Ratatouille is a lovingly crafted film sprinkled with visual marvel and flavored with a sophisticated French setting that is completely hearty, tasty, and touching. It seems genuinely created from fresh ingredients and cooked up with unexpected seasonings and layered with complex flavors that leaves a miraculously sweet after taste.
Ratatouille has a generous serving of an inventive story, clever and witty script, enchanting colors, deeply realized animation, glorious music, fast pacing, touching moments, and lots of delicious food. It is an irresistible feast of comedy, imagination, intelligence, and heart. While hitting the innermost core of human emotions, it's a wonderful recipe presented in a light and fun way while still keeping up with its serious undertones exposing the complexities of social realities - all without trying too hard. Audiences of all ages are offered a simple moral tale about pushing beyond the social boundaries to achieve success. The luxurious palette gives a culinary inspiration that goes beyond its physicality - it becomes a crème de la crème of modern animation that it makes people rethink of what animation and filmmaking can further accomplish in terms of visual splendor and touching the human heart. And the magic is definitely there.

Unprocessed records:

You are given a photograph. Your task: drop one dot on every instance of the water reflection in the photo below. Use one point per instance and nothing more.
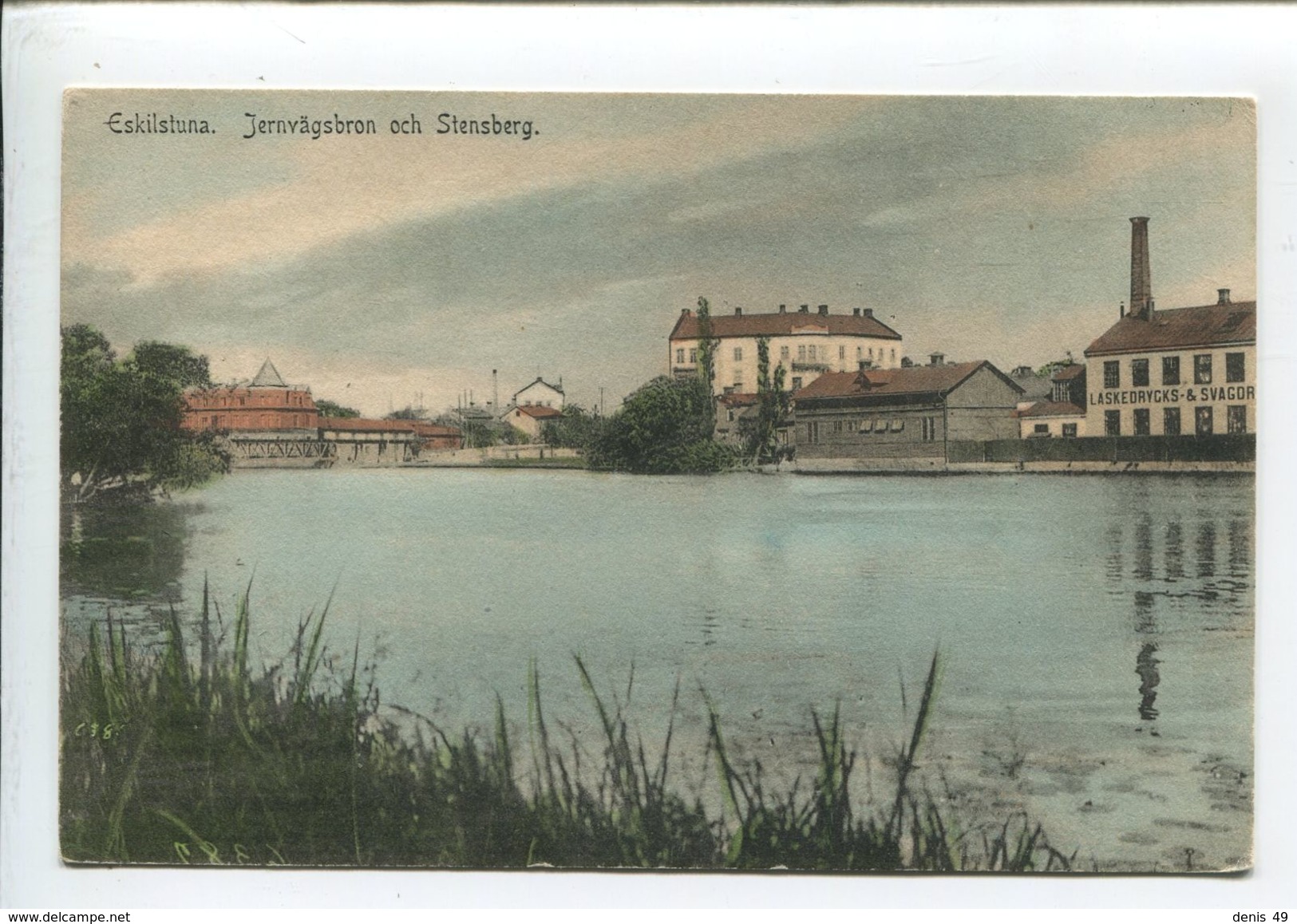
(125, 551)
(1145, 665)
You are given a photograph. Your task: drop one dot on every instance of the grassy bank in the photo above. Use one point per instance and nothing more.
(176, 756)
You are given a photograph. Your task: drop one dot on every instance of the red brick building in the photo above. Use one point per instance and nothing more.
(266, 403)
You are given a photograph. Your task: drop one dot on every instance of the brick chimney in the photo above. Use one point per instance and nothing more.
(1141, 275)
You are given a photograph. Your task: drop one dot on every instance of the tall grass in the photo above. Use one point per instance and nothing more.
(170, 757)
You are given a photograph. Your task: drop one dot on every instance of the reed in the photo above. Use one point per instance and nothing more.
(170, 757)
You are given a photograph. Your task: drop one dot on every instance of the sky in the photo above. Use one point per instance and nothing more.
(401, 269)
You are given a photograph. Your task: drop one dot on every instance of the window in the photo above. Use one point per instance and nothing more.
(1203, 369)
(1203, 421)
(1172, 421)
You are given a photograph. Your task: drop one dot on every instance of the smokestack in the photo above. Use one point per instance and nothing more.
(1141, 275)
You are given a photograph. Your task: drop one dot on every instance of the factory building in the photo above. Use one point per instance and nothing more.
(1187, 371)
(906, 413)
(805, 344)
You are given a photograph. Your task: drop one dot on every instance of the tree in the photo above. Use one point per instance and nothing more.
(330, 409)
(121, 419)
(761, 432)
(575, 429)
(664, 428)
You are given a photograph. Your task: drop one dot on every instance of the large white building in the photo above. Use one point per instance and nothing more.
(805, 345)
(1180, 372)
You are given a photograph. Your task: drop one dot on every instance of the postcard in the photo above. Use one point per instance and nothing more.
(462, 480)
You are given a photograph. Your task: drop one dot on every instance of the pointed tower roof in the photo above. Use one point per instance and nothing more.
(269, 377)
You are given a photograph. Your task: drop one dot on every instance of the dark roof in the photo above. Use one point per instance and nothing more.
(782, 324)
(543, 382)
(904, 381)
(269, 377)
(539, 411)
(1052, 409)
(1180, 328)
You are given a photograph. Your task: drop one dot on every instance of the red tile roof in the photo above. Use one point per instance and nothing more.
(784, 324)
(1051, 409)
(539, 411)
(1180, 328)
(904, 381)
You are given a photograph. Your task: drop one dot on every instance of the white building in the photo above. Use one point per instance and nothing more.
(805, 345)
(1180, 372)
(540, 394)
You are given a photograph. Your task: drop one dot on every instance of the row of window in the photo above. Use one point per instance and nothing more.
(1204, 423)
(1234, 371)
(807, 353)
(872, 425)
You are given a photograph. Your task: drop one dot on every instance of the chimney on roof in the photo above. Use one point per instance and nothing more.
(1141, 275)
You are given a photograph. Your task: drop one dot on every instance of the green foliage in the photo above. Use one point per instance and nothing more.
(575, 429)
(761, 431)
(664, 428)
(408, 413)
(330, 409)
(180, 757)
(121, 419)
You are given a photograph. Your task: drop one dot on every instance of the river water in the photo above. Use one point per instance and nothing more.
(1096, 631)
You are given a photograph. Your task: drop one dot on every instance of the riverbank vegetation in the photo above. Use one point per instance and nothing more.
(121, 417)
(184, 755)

### WRITTEN EXERCISE 1
Do these statements agree with the film review: (a) the film offers audiences of all ages a simple moral tale, (b) the film has slow pacing, (c) the film is set in Italy? Answer yes or no for each and quote the deciding words of the review.
### WRITTEN EXERCISE 2
Put the stretch of the listing from the line containing "of the tall" through the line containing "(1172, 421)" into a JSON list of strings, one string per line, leaving out blank lines.
The review and the listing have nothing to do with each other.

### REPLY 1
(a) Yes: "Audiences of all ages are offered a simple moral tale about pushing beyond the social boundaries to achieve success."
(b) No: "fast pacing"
(c) No: "a sophisticated French setting"

### REPLY 2
[
  "You are given a photograph. Your task: drop one dot on every instance of the tall grass in the photo above. Use one point per instance and nothing more.",
  "(170, 757)",
  "You are given a photograph. Your task: drop one dot on every instance of the reed in the photo above. Use one point per instance and nothing more.",
  "(170, 757)",
  "You are given a photograph. Your task: drop one dot on every instance of the sky in the photo above. Use one point per instance and nothing more.",
  "(401, 269)",
  "You are given a photograph. Your task: drop one dot on every instance of the window in the photo above. Use one point per instance and nothing more.",
  "(1203, 369)",
  "(1203, 421)",
  "(1172, 421)"
]